Data to use:
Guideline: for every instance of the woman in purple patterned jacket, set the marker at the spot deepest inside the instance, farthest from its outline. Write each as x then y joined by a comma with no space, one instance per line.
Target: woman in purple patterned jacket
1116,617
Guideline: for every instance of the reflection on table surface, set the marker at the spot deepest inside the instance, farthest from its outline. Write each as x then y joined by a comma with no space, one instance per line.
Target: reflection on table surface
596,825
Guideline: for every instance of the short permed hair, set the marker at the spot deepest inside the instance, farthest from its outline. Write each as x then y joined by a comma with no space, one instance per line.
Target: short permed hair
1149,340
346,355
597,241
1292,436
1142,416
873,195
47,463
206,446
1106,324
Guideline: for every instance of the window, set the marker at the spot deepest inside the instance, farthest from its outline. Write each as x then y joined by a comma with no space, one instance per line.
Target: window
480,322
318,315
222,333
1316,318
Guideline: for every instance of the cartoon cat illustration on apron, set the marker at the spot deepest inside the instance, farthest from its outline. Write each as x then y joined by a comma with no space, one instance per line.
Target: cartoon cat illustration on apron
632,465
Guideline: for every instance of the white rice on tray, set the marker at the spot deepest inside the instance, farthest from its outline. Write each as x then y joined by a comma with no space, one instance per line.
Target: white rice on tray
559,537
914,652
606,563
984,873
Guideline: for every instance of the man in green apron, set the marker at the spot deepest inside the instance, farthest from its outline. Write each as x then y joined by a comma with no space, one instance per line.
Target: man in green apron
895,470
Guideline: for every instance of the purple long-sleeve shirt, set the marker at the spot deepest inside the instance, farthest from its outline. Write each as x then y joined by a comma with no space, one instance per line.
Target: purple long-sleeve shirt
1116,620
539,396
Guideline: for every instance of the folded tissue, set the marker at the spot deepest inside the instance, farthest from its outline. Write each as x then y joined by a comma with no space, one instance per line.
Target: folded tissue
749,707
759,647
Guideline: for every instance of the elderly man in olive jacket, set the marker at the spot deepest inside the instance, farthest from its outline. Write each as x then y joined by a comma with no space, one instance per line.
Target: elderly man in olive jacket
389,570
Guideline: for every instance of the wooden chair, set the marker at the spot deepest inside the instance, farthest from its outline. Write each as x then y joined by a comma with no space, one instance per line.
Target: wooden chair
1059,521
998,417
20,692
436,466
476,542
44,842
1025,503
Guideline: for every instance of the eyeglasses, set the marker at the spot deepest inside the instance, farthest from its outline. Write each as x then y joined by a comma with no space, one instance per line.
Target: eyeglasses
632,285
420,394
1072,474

Given instruction:
Quote the listing above word for word, from the first line to the last.

Solution for this exercise:
Guideline: for every instance of the woman in purple patterned jacket, set the marker at the spot deepest inside the instance, farthest from its outline. Write each as x then y joined by a comma with no space, one instance per line.
Target: woman in purple patterned jacket
1116,617
Guideline: for every instance of the reflection on table surface, set the marker at the spot deepest inside the instance, farthest from its outline. Write each as x then y joined by a comma with no space, one instance per line.
Target: reflection on table surface
596,825
Guideline: for every instance of the short permed hair, set the marker at the spot deepest inside the instance, farthest from its outline. Write each as x then y joined by a comma with no space, one instance per line.
Target: short permed hair
1149,340
346,355
597,241
1292,436
1142,416
873,195
47,463
206,446
1106,324
Guideline: for every instance of the window, set the marker at the spot deepest inside the instance, farthest from its outline. Write each as x then y joined by a comma with no space, one instance per line.
Target: window
480,322
318,315
222,333
1316,318
Guideline: for every instance of the cartoon cat illustration on apron, set the marker at the spot deepest inside the instance, farthest from its outline. Write each as x then y joined by a comma with no space, one instance per line.
Target: cartoon cat illustration on apron
632,465
Guideline: for every instance of the white rice on tray, set the marker at the spot deepest inside the instance, farthest from its outline. Write each as x then y joined by a comma with no space, one instance per line.
Target: white rice on tray
559,537
914,652
606,563
984,873
Guideline: for every instance of the man in green apron, set the marker at the spot deepest inside the instance, farthest from its outline. Write each as x then y joined by a comma with no space, one instance per line.
Target: man in green apron
895,470
Guideline: for every instance of the purple long-sleeve shirt, set the marker at the spot deepest inside the instance, farthest from its outline. Write each as x then y joined by a comma with no space, one instance per line.
Target: purple long-sleeve shirt
1116,620
539,396
Guideline: for every instance of the folded tissue, set the marker at the spot deepest inside the instance, farthest from its outline. Write each as x then y joined by a comma with no space, one instance per line.
Target: folded tissue
749,707
759,647
Guideline: for every instance of the elderly man in olive jacket, set the marker at the spot deepest inside the instance, farthest from its outline. Write each as x then y joined by a comma with no space, one instance per line.
Target: elderly man in olive jacket
389,570
Guideline: for every instance of the wooden chair, set the marker at the spot deepest inside the instance, farthest from its outline. Write each as x then y joined by a comma with no space, one instance per line.
Target: wooden chair
1059,521
998,417
20,692
436,466
476,542
44,842
1025,503
Guideline: for every instance of the eyeglasses, set the marker at the spot deepest inside the instance, farthest from its outline. Write each as x then y joined by a comma with no space, one instance per line.
Target: eyeglasses
632,285
420,394
1072,474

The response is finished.